課題一覧:
1. 下のMRI検査室の解説について、次の問いに答えてください。
(a) 電波シールドは、検査室全体を何などで覆ったものですか?
(b) MRI室内では、ノイズを発生しない照明として何が用いられますか?
(c) クエンチ用排気設備が必要なのは、どの型の装置だけですか?
2. 次の各文は、下のMRI検査室の解説の内容と合っていますか?はいかいいえで答え、根拠となる解説中の語句をそのまま引用してください。
(a) 永久磁石型装置でもクエンチは起こる。
(b) 外部の電波が検査室に入ると、画像のノイズの原因となる。
(c) 0.4T以下の装置であれば、電波法の届出は不要である。
3. 下のMRI検査室の解説の続きを、最後の選択肢の見出しの次から書いてください。

MRI検査室の管理で正しいのはどれか。
- 撮影室内の照明は蛍光灯を使用する。
- 0.4T以下の装置では電波法の申請が不要である。
- 永久磁石型装置では強制クエンチ用排気スイッチを設置する。
- 電波シールドの設置目的は漏えい電波と外来電波の影響を防ぐためである。
- JIS規格では漏えい磁場が0.2mTを超える領域に立入制限の境界線を引く。
出典:厚生労働省公開PDF(令和7年版)
4.電波シールドの設置目的は漏えい電波と外来電波の影響を防ぐためである。
解説
✔ MRI検査室:磁場と電波を管理する特殊な空間
MRI検査室は、ただの検査室ではありません。強力な静磁場と、画像撮像に用いる高周波電波(RF波)という2つの物理現象を、安全かつ精密にコントロールするために、特別な構造と設備を備えています。
✔ 電波シールドの役割:電波の「防音室」
正解の選択肢にもある電波シールド(RFシールド)は、MRI室の最も重要な設備の一つです。これは、検査室全体を銅板などで覆った、いわば「電波の防音室」です。その目的は2つあります。
- 外来電波の侵入防止
- 外部のテレビやラジオ、携帯電話などの電波が検査室に入ると、画像の深刻なノイズ(アーチファクト)の原因となります。これを防ぎ、画質を守ります。
- 漏えい電波の防止
- MRI装置自身が発する強力なRF波が外部に漏れると、他の医療機器に影響を与える可能性があります。これを防ぎ、院内の電波環境を守ります。
✔ 各選択肢について
1. 撮影室内の照明は蛍光灯を使用する。
- ❌ 誤り
- 蛍光灯や一般のLED照明は、その点灯回路からRFノイズを発生させるため、画像のノイズ源となります。
- MRI室内では、ノイズを発生しない白熱灯やMRI対応の特殊なLED照明が用いられます。
2.0.4T以下の装置では電波法の申請が不要である。
- ❌ 誤り
- 静磁場強度に関わらず、RF波を送信するMRI装置は電波法の「高周波利用設備」に該当するため、設置には総務省への届出(申請)が必要です。
3.永久磁石型装置では強制クエンチ用排気スイッチを設置する。
- ❌ 誤り
- クエンチとは、超伝導磁石の超伝導状態が破れ、磁場が急速に失われる現象です。この緊急時に極低温のヘリウムガスを安全に排出するための設備がクエンチ用排気設備であり、超伝導型装置にのみ必要です。
- 永久磁石は常に磁石であり、クエンチは起こりません。
4.電波シールドの設置目的は漏えい電波と外来電波の影響を防ぐためである。
- ✅ 正解
- 前述の通り、電波シールドは「内→外」と「外→内」の、双方向の電波干渉を防ぐ目的で設置されます。
5.JIS規格では漏えい磁場が0.2mTを超える領域に立入制限の境界線を引く。

収集データ:
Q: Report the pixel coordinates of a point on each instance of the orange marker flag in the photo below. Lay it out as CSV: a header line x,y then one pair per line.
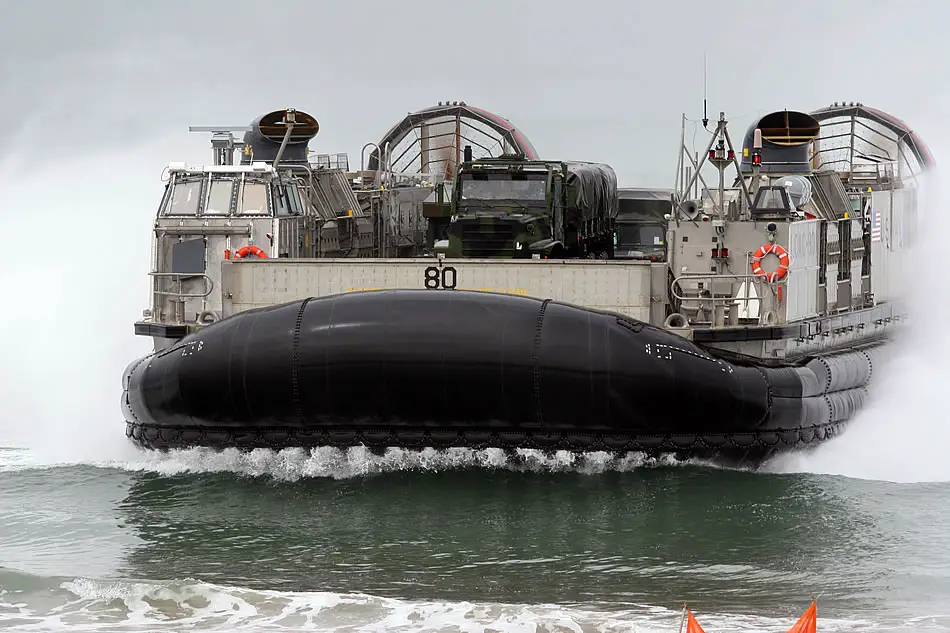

課題別の解答:
1.
(a) 銅板
(b) 白熱灯やMRI対応の特殊なLED照明
(c) 超伝導型装置

2.
(a) いいえ。「永久磁石は常に磁石であり、クエンチは起こりません。」
(b) はい。「外部のテレビやラジオ、携帯電話などの電波が検査室に入ると、画像の深刻なノイズ(アーチファクト)の原因となります。」
(c) いいえ。「静磁場強度に関わらず、RF波を送信するMRI装置は電波法の「高周波利用設備」に該当するため、設置には総務省への届出(申請)が必要です。」

3.
- ❌ 誤り
- JIS規格で定められている立入制限の境界線は、5ガウス(= 0.5mT)ラインです。このラインの内側には、心臓ペースメーカなどを装着した人が立ち入らないように、警告表示などで厳格に管理する必要があります。
出題者の“声”

この問題は、MRIの撮像原理という派手なテーマの陰に隠れがちな、「検査室の構造と安全管理」という、地味じゃが極めて重要な知識を試ておる。
いくら高度な撮像法を知っておっても、検査室の扉を開けた瞬間に画質を劣化させるノイズが入ってきたり、5ガウスラインの管理を怠って事故を起こしたりしては、プロとは言えんからのう。
特に電波シールドについては、「外からのノイズを防ぐ」という画質面だけでなく、「中からの電波漏えいを防ぐ」という安全面も併せ持っておる。この「双方向の目的」を理解できておるかが、本質を分かっているかの証じゃ。
臨床の“目”で読む

MRI検査室の適切な管理は、安全な検査と高い画像品質を維持するための、放射線技師の日常的な重要業務です。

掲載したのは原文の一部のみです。